TEXTE:
======

Qui peut améliorer les conditions de circulation des marchandises en ville ?

Parce qu’elle recouvre l’ensemble des activités de stockage et circulation de marchandises, la logistique urbaine implique de nombreux acteurs. Acteurs économiques, acteurs institutionnels, particuliers, retour sur les spécificités de ces grandes familles, qui interagissent entre elles et dépendent souvent les unes des autres.

L’acheminement et la livraison de marchandises en ville font intervenir des acteurs qui évoluent dans un cadre réglementaire et une urbanisation qui dépendent des politiques publiques. La mise en œuvre du programme InTerLUD favorise, sur les territoires engagés dans la démarche, les concertations entre les acteurs privés et les acteurs institutionnels et l’émergence d’actions concrètes conciliant intérêts publics, collectifs, individuels et privés.

Des engagements et des actions, le point d’étape un an et demi après le début du programme. Version de juillet 2022.

Les acteurs économiques : un kaléidoscope d’activités

Les activités logistiques urbaines concernent une kyrielle d’acteurs aux activités extrêmement variées qui ont leur propres contraintes commerciales et organisationnelles. Trois grandes catégories d’activités peuvent être distinguées.

Des porte-paroles par secteurs d’activité

La représentativité des acteurs économiques concernés par la logistique urbaine est essentielle à la réussite des concertations. Dans le programme InTerLUD, les associations et organisations professionnelles représentatives identifient des représentants pour porter la voix de l’ensemble de leurs adhérents. À consulter : le tableau des principales représentations mobilisées.

======

Entrées de données collectées
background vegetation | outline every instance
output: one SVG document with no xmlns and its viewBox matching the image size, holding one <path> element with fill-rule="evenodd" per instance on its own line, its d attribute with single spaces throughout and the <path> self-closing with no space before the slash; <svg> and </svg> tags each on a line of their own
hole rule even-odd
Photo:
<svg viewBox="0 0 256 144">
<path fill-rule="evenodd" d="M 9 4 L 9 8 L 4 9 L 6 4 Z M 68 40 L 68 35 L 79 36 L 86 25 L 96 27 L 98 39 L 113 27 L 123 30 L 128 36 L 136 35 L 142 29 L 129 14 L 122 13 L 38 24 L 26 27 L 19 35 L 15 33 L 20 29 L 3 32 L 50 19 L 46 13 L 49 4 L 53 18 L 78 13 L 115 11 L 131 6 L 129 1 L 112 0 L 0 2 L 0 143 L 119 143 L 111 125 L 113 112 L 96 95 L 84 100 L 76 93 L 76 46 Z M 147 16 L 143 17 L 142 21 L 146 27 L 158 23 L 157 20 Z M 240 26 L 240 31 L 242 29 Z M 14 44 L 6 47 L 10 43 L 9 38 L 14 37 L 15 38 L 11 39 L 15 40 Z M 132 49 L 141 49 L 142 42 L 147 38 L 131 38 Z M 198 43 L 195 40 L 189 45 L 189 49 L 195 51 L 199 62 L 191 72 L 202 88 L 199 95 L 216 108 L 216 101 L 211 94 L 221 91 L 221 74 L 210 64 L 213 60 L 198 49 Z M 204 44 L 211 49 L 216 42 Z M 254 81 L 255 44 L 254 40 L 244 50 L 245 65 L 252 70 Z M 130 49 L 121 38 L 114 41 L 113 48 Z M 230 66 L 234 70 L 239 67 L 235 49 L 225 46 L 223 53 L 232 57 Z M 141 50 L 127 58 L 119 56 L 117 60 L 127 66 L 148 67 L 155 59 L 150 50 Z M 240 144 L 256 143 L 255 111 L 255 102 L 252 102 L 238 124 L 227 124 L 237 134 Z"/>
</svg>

======

ÉNONCÉ 1: Modifiez le texte sur la logistique urbaine en reproduisant tout ce qui va de « Les acteurs économiques » jusqu'à « peuvent être distinguées. », avec « kyrielle » remplacé par « multitude ».
ÉNONCÉ 2: Poursuivez le texte sur la logistique urbaine à partir de sa dernière phrase.

RÉSULTAT 1:
Les acteurs économiques : un kaléidoscope d’activités

Les activités logistiques urbaines concernent une multitude d’acteurs aux activités extrêmement variées qui ont leur propres contraintes commerciales et organisationnelles. Trois grandes catégories d’activités peuvent être distinguées.

RÉSULTAT 2:
1. LIVRER DES MARCHANDISES À DES CLIENTS

Indispensable à la vitalité des centres-villes, la livraison de marchandises à des particuliers (btoc) ou à des professionnels (btob) génère des flux de toutes natures (dont les conditions de transport peuvent être réglementées), des colis de toutes tailles (de quelques grammes à plusieurs tonnes) au moyen de véhicules de tous gabarits (du vélo cargo au véhicule utilitaire jusqu’au poids-lourds 19 tonnes).

Qui est concerné ? À côté des professionnels qui se déplacent pour réaliser leurs propres approvisionnements, le transport et la livraison de marchandises en ville est assuré par deux grands types d’acteurs. Ceux-ci regroupent de multiples spécialistes (selon les types de marchandises ou de mode de transport), chacun avec leurs propres contraintes commerciales, réglementaires, techniques et organisationnelles. Leur point commun est d’exploiter leurs véhicules de façon industrielle, à la recherche permanente de solutions d’optimisation qui permettent le moins de rupture de charge possible pour transporter une quantité la plus importante de marchandises.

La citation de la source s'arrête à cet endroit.